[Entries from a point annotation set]
***

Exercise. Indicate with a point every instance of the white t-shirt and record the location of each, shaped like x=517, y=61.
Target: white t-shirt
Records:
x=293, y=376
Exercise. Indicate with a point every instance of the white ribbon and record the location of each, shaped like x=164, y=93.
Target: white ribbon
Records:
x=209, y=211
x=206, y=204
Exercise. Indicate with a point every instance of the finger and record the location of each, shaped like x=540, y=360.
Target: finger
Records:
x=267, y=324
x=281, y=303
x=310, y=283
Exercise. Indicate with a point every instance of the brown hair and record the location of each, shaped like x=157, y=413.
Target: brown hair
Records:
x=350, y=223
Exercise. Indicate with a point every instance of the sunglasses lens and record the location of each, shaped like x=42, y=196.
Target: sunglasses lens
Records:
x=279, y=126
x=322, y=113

***

» TASK DIRECTIONS
Revise the data above so that "Target" becomes "Object" wherever it occurs, leaving everything else unchanged.

» FINISHED TASK
Exercise. Indicate with a point every instance of the white t-shirt and record the location of each, shaped like x=517, y=61.
Object: white t-shirt
Records:
x=293, y=376
Exercise. Indicate with a point every instance of the white ribbon and record the location of each, shaped like x=164, y=93.
Object: white ribbon
Records:
x=209, y=211
x=206, y=204
Exercise. Indicate with a point every instance of the finger and record the location of each, shaped like x=540, y=360.
Object: finger
Records:
x=267, y=324
x=281, y=303
x=310, y=283
Exercise. Indicate with a point every instance of the brown hair and record the location of each, shaped like x=157, y=413.
Object: brown hair
Records:
x=350, y=223
Exercise. Indicate with a point every instance of the sunglasses lens and record the location of each, shaped like x=42, y=196.
Object: sunglasses lens
Records:
x=279, y=126
x=322, y=113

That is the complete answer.